TASK PROMPT.
Recast the lines of the material from the line with "Where can you find the shrub" to the line with "pixel 711 56", both included, as a JSON list of strings with one string per line. Omit blank lines.

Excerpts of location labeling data
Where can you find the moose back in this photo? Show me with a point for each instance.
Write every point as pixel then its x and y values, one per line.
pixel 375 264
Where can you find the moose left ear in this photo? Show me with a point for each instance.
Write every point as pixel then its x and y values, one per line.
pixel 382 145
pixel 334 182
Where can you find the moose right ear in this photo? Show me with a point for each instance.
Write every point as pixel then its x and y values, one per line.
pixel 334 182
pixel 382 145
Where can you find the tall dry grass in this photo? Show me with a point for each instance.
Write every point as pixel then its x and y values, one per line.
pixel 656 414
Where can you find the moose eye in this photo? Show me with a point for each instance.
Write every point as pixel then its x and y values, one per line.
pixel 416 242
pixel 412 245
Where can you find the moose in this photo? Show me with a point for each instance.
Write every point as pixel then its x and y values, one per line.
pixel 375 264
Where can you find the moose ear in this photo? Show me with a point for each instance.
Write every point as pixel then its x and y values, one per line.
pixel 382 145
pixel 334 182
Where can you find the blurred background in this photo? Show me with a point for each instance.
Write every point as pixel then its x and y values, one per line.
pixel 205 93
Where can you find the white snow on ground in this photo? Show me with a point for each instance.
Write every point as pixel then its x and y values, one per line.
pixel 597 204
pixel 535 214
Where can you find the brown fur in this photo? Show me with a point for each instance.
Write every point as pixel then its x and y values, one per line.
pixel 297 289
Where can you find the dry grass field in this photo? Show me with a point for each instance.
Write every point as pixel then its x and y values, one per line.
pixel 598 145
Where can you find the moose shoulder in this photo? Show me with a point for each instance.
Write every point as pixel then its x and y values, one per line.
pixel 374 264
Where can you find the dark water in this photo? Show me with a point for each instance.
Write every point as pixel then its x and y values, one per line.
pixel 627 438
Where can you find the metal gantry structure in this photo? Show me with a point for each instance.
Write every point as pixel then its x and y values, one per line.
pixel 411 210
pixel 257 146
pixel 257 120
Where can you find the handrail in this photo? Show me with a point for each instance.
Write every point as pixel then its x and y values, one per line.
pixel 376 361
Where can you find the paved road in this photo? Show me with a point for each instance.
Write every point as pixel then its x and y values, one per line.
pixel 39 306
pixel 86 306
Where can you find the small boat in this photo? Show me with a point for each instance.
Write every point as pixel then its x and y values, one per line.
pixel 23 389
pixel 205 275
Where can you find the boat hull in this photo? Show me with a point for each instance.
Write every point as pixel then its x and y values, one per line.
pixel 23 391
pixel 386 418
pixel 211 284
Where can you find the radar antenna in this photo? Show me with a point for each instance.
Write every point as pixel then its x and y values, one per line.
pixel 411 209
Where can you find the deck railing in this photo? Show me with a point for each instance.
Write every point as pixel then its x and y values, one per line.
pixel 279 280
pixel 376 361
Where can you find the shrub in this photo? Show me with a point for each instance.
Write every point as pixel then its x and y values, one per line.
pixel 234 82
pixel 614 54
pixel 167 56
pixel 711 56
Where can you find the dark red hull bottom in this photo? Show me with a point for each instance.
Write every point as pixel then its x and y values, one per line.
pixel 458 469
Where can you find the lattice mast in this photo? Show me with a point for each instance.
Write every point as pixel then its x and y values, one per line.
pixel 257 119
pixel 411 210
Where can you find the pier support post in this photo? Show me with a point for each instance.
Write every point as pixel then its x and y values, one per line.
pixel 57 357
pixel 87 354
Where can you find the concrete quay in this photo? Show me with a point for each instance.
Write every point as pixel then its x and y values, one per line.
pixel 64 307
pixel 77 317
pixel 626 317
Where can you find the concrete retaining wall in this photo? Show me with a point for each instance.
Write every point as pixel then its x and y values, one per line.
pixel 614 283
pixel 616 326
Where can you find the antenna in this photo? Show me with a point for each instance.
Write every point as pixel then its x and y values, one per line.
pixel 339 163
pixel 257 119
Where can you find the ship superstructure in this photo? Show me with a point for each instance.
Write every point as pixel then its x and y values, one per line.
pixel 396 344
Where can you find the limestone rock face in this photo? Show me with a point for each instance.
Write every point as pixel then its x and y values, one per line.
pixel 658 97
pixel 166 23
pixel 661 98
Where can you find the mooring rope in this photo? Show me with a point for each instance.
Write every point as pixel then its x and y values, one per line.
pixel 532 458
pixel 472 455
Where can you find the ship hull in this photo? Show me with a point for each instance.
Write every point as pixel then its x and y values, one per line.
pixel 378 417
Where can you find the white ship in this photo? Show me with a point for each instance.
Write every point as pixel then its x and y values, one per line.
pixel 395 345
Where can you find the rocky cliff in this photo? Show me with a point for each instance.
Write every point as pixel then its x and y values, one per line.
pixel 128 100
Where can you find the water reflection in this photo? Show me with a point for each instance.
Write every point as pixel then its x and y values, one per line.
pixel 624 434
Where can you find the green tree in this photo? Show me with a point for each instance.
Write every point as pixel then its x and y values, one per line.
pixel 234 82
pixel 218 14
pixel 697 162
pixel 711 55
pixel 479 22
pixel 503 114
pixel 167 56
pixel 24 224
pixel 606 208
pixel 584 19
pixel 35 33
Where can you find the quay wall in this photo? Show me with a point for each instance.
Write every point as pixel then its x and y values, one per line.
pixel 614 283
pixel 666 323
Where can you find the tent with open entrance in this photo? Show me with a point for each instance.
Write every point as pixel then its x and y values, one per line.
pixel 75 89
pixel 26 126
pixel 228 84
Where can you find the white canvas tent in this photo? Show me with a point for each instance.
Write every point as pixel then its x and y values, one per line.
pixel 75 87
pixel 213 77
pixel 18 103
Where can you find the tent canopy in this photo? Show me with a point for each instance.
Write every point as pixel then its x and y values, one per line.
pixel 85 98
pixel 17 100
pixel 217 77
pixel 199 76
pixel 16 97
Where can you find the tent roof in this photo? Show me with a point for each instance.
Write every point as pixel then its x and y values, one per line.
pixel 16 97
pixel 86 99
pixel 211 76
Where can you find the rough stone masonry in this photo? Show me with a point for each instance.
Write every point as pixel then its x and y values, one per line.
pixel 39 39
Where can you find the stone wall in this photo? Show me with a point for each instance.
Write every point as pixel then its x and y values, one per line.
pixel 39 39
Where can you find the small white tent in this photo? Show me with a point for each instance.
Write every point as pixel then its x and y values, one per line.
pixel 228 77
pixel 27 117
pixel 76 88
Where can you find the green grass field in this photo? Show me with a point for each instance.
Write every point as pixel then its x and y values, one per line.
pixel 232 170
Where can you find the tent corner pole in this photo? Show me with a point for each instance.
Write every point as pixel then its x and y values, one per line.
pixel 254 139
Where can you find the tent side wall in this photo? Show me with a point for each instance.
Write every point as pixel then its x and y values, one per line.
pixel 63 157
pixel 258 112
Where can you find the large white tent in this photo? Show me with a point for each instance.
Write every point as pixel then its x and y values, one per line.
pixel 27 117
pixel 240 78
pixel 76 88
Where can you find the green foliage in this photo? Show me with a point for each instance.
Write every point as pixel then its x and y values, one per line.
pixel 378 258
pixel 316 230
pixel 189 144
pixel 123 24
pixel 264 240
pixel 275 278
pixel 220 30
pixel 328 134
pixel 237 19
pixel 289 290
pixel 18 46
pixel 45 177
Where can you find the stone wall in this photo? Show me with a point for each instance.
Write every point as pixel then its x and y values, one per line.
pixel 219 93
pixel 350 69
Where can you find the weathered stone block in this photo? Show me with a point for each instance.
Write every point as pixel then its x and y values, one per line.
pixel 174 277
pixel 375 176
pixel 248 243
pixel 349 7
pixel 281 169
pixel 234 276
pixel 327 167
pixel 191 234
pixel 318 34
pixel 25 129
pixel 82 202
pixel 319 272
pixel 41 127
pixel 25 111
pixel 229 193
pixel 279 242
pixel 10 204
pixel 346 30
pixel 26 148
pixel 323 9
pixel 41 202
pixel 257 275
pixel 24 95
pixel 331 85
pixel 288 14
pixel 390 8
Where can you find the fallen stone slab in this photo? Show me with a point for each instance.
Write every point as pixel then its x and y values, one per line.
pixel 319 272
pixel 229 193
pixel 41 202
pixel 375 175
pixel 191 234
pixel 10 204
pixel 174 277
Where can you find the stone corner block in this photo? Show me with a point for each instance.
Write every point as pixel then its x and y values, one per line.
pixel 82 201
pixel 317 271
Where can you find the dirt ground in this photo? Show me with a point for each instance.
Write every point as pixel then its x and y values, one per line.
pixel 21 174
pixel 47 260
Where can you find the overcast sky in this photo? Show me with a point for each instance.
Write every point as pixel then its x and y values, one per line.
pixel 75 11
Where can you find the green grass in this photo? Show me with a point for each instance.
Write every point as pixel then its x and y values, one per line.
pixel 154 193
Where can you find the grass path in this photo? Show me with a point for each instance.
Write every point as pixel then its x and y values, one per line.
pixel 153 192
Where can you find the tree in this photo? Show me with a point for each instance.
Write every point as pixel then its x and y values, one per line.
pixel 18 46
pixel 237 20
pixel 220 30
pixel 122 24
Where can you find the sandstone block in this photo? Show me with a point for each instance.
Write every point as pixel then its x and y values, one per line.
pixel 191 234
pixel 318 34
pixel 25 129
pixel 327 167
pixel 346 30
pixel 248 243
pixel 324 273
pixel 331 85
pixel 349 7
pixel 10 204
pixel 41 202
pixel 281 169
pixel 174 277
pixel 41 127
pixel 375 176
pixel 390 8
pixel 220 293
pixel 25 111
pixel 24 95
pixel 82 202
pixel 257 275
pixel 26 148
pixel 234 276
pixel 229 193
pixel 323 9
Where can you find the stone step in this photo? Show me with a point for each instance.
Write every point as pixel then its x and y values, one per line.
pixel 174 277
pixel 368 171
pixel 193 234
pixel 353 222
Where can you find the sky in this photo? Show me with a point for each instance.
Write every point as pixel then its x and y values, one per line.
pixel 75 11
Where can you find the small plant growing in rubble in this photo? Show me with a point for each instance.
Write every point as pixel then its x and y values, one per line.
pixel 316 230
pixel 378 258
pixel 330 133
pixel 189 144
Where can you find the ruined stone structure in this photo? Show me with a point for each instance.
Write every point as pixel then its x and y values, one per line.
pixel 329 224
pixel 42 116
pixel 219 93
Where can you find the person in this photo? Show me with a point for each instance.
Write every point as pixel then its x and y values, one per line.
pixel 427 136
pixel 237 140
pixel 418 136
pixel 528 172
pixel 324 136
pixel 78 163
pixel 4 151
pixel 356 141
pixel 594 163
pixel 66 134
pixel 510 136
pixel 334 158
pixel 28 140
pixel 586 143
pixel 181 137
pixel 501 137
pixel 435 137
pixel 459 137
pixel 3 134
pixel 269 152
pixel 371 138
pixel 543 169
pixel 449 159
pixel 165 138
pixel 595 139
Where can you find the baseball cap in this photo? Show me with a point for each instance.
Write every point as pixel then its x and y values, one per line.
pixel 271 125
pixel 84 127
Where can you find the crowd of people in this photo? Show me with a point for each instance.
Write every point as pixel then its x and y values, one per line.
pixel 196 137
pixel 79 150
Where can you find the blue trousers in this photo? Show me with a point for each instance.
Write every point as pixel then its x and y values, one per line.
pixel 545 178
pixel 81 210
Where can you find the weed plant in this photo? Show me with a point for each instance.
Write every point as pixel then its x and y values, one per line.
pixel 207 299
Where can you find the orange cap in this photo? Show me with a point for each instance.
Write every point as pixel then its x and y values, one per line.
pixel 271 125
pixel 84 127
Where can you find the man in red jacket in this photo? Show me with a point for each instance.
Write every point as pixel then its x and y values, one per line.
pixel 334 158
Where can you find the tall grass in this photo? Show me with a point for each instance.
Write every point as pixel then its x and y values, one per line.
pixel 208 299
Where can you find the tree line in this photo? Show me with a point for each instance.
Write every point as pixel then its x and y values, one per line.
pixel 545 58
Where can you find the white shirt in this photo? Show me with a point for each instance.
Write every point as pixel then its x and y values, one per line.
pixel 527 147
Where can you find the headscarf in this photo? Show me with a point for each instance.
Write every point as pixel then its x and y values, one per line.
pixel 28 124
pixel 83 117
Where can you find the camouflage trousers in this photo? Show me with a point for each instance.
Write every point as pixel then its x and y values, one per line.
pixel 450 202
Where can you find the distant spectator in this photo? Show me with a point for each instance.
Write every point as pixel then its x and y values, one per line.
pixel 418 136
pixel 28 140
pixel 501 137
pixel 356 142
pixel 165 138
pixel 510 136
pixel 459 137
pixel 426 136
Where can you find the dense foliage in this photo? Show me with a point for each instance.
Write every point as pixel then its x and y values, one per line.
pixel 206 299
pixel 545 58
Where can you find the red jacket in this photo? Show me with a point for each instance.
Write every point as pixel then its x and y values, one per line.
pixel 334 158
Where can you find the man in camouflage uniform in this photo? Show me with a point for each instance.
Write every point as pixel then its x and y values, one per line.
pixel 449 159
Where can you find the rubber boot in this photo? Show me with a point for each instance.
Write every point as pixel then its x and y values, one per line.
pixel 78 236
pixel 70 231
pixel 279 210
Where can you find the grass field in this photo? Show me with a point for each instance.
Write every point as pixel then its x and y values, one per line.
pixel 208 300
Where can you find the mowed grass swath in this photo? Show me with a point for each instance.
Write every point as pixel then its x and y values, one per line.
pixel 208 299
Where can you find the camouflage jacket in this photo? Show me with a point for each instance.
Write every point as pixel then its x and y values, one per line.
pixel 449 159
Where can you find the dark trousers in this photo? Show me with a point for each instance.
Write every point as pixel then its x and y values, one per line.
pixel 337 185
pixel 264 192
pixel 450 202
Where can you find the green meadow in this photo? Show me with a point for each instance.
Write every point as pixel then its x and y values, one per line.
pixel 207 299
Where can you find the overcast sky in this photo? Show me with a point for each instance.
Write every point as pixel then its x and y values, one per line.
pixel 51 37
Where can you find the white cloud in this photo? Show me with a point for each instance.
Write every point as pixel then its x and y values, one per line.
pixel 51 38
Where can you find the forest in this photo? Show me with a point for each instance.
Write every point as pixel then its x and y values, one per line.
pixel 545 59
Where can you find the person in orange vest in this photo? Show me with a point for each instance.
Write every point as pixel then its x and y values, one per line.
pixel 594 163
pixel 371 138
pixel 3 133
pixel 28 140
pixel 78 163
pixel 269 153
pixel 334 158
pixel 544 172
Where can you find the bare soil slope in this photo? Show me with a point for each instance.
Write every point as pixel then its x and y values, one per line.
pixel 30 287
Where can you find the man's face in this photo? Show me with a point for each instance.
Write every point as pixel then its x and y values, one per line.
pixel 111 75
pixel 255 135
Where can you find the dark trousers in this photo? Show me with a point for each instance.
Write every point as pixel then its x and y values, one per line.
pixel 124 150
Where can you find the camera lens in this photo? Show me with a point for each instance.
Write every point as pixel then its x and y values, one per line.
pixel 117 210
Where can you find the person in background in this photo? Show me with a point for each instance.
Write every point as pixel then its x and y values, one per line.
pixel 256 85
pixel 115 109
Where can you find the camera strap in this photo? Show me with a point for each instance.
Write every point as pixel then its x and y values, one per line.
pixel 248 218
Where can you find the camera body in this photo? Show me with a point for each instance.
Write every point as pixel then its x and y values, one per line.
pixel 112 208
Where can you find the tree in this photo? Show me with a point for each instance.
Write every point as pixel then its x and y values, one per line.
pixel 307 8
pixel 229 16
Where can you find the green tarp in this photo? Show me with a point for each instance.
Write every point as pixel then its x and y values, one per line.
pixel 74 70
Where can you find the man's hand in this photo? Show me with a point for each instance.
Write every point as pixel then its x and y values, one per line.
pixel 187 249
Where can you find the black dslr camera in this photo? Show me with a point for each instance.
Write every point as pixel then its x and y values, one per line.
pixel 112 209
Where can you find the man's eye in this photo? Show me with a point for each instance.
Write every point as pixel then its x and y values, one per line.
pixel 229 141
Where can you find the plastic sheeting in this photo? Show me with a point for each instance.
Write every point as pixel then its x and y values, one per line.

WRITTEN RESPONSE.
[
  "Where can you find the shrub in this photo? Show me with a point for each instance.",
  "Write every point as pixel then its x and y values, one per line.",
  "pixel 234 82",
  "pixel 614 54",
  "pixel 167 56",
  "pixel 711 56"
]